= David Lambourne =

Australian judge in Kiribati (born 1967)

David Lambourne (born 20 March 1967 in Launceston, Tasmania) is an Australian judge on the courts of Kiribati since 1995, first as Kiribati People's lawyer (1995–1999), solicitor general, then, since July 2018, as puisne judge Justice in the High Court of Kiribati. He is the husband of Tessie Eria Lambourne, leader of the opposition since 2020.

In February 2020, David Lambourne left Kiribati to attend a conference in Australia; however, he was stranded due to the COVID-19 pandemic. The Kiribati government then attempted to prevent him from assuming his position in Tarawa by ceasing his wages, refusing to issue an ongoing work permit, and preventing him from boarding a repatriation flight. In November 2021, a court ruling by Chief Justice Bill Hastings overturned the government's actions, declaring them unconstitutional. In response, Attorney General Tetiro Semilota reiterated her government's decision to remove Lambourne from his post and suspended him in May 2022. On 1 August 2022, Lambourne returned on a travel visa to visit his Kiribati family.

==2022 Kiribati constitutional crisis==

In May 2022, High Court Justice Lambourne was suspended over unspecified allegations of misconduct. In response, he filed a legal challenge, which was scheduled to be heard by Chief Justice Bill Hastings on 30 June 2022. However, instead of hearing the case, Hastings read out a letter from the Kiribati government stating that he too had been suspended with "immediate effect".

On 11 August 2022, the crisis intensified when the government attempted to deport Lambourne, despite an order from the Kiribati Court of Appeal that he should not be removed from the country. The government said that Lambourne had "breached the conditions of his visitor's visa and posed a security risk". The deportation led to a three-hour standoff between immigration officials and a Fiji Airways pilot who refused to board Lambourne against his will. Lambourne was then placed in detention without his passport, before being bailed out by another court of appeal decision. Lambourne called the actions "an unlawful order to remove me in defiance of the order of the court of appeal", adding that the deportation attempt was political.

::::::::::

— Activity list —
a: According to the text on David Lambourne, who refused to board Lambourne against his will during the August 2022 deportation attempt?
b: Continue the text on David Lambourne from where it ends.

::::::::::

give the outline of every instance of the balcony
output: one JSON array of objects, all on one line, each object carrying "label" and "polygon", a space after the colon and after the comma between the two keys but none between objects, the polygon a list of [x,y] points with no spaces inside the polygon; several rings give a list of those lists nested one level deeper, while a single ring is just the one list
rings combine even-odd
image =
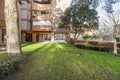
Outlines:
[{"label": "balcony", "polygon": [[50,31],[50,26],[32,26],[32,31]]},{"label": "balcony", "polygon": [[69,30],[65,28],[54,28],[53,30],[55,33],[68,33]]},{"label": "balcony", "polygon": [[33,10],[48,10],[51,9],[50,4],[33,4]]}]

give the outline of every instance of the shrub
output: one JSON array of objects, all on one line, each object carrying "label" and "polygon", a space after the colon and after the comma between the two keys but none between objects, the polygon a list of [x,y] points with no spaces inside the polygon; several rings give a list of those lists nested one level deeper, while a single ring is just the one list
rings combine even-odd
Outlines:
[{"label": "shrub", "polygon": [[0,62],[0,80],[20,69],[25,56],[14,56]]},{"label": "shrub", "polygon": [[112,48],[109,46],[97,46],[97,45],[90,45],[90,44],[77,44],[75,45],[81,49],[90,49],[95,51],[103,51],[103,52],[112,52]]}]

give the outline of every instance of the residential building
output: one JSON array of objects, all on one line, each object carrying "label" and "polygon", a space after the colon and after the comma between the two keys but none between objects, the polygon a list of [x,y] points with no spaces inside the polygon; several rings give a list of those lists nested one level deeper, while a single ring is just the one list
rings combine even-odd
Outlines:
[{"label": "residential building", "polygon": [[[0,26],[5,26],[4,0],[0,0]],[[59,28],[64,12],[56,0],[26,0],[18,4],[21,42],[68,40],[68,30]],[[2,23],[1,23],[2,22]],[[0,42],[4,42],[5,27],[0,27]],[[1,31],[3,30],[3,31]]]},{"label": "residential building", "polygon": [[21,14],[22,42],[68,39],[68,30],[58,28],[63,11],[57,6],[56,0],[31,0],[22,6]]}]

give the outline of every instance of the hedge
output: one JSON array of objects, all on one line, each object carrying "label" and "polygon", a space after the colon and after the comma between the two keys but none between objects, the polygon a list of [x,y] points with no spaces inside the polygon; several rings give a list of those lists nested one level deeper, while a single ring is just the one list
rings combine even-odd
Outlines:
[{"label": "hedge", "polygon": [[14,56],[0,62],[0,80],[20,69],[25,56]]},{"label": "hedge", "polygon": [[112,52],[112,48],[109,46],[97,46],[97,45],[90,45],[90,44],[77,44],[75,45],[81,49],[89,49],[95,51],[103,51],[103,52]]}]

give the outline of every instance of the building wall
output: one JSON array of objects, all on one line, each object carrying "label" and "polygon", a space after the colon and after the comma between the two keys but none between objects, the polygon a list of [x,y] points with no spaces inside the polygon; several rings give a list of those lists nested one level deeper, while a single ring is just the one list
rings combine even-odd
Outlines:
[{"label": "building wall", "polygon": [[2,21],[5,20],[5,15],[4,15],[4,0],[0,0],[0,20],[2,20]]}]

::::::::::

— Answers to this exercise —
a: A Fiji Airways pilot.

b:
On 12 August 2022, the court of appeal, in an urgent hearing, described the government's actions as "unacceptable and risks putting the Attorney-General and the persons directly concerned in contempt of court". A deputy solicitor general appeared in court on behalf of the attorney general, stating that Lambourne could not reside at his home because his wife is the leader of the opposition, and that there are supporters that visit their home, further implying "that once we put Mr Lambourne in the house, there would be something going [to] happen." The representative strongly denied that the government's action was political.

On 19 August 2022, the crisis further intensified, as the court of appeal was finally hearing the case again, despite the efforts of the government to postpone or cancel it, and the last-minute statement of the Office of the Beretitenti (OB), made just hours before the hearing, and after a US lawyer acting for the government "said the decision of the executive should be treated with 'maximum deference'". The court of appeal—justices Blanchard, Hansen, and Heath, all of whom are retired judges from New Zealand—reserved its decision and delivered a ruling on 26 August 2022, confirming the previous ruling of the chief justice.

Lambourne left Kiribati of his own volition before he was due to be deported in May 2024.